Look at each line of the records and count those with "flag" in them. Please answer with the count alone.

## Records for the exercise
=== Begin Enclosure ===
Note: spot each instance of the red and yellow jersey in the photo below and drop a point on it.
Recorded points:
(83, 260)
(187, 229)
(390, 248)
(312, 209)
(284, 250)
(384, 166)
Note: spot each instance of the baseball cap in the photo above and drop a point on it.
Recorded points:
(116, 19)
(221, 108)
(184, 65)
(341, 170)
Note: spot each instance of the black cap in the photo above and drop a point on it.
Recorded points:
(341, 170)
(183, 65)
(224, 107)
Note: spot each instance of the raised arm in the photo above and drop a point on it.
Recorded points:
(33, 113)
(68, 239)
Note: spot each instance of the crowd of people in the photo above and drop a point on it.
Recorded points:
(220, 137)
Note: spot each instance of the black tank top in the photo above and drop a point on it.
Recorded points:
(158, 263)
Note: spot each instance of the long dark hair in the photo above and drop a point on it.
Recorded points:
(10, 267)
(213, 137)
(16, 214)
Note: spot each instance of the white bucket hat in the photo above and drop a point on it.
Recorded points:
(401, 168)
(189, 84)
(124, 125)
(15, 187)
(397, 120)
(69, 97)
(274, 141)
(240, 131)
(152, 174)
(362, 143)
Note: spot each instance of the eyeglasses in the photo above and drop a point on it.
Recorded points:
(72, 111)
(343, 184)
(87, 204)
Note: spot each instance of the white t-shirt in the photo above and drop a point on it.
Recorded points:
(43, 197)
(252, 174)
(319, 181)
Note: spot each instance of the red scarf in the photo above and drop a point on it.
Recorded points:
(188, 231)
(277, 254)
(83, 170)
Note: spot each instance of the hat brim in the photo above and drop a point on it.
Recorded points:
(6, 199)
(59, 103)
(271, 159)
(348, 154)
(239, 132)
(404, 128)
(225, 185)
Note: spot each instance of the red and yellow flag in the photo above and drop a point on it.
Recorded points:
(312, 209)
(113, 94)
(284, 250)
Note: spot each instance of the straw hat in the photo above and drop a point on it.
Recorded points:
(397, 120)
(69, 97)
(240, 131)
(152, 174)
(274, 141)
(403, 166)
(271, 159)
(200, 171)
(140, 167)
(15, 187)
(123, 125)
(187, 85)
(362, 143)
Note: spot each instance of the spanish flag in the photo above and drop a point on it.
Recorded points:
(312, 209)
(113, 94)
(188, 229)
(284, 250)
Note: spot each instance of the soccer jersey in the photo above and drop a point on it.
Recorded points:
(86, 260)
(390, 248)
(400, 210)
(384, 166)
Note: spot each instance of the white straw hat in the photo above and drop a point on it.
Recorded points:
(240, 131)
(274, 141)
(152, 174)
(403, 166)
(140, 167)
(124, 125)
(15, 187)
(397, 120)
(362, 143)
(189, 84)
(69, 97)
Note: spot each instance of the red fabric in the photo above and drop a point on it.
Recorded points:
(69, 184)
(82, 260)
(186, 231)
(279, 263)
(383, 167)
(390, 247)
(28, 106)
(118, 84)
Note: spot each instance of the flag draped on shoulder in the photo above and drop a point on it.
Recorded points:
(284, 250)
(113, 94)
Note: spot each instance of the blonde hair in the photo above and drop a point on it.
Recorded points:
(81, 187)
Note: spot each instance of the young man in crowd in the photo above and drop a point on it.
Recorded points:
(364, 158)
=== End Enclosure ===
## Response to this exercise
3